Requirements. Show each line of the rows below that contains the word "post".

┌──

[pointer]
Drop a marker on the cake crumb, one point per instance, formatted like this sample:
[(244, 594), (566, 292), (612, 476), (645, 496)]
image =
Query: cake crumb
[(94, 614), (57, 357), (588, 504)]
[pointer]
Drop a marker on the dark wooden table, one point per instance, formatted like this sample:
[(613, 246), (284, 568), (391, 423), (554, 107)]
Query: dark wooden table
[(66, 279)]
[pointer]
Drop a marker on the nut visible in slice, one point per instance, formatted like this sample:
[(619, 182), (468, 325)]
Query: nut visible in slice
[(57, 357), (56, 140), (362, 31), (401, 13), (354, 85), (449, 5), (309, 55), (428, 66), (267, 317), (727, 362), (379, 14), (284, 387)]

└──
┌──

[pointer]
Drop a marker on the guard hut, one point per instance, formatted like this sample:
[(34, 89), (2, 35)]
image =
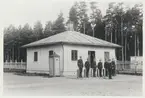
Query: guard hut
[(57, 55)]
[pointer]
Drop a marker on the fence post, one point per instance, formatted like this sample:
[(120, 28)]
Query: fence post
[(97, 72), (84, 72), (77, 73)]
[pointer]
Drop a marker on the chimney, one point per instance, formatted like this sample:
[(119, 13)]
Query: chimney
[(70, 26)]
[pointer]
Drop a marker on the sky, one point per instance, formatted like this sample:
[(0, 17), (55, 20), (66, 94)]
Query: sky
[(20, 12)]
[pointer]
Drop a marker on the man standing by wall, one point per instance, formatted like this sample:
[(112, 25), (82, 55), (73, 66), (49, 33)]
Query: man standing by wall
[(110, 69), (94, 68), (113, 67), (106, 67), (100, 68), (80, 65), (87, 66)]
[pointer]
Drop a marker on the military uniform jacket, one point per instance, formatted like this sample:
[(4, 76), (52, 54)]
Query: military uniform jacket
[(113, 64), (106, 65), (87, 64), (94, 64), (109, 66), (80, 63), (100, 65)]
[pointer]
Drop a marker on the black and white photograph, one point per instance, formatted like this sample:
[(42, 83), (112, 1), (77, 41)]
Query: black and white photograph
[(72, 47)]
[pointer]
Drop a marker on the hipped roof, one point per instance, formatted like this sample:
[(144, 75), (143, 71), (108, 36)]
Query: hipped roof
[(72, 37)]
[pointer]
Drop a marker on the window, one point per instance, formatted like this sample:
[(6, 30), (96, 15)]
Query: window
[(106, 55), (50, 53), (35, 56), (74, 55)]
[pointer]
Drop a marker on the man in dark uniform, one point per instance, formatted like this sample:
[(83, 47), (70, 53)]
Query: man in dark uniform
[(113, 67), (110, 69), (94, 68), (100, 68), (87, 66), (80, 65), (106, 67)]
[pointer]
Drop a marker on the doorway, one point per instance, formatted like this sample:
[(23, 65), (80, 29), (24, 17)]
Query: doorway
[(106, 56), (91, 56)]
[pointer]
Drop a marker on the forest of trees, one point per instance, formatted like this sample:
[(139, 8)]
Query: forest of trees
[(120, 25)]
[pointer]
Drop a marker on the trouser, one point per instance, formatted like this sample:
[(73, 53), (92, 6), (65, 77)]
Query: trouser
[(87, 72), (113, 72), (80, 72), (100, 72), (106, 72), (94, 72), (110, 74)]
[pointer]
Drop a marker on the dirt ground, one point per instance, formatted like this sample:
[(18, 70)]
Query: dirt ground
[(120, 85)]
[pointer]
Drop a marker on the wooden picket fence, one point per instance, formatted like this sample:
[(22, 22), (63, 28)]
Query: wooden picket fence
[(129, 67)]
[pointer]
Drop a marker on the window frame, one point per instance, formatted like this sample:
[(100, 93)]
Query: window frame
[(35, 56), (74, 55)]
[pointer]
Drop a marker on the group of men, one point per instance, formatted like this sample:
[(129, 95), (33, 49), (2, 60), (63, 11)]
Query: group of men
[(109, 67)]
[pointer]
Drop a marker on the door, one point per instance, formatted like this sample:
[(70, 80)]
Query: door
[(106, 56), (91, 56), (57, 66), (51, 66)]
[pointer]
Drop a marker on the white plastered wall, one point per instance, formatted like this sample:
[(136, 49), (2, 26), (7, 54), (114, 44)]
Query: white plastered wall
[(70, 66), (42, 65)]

└──

Solution to the problem.
Drop a marker on the fence post, one point per instance, formatted like this sample:
Query: fence post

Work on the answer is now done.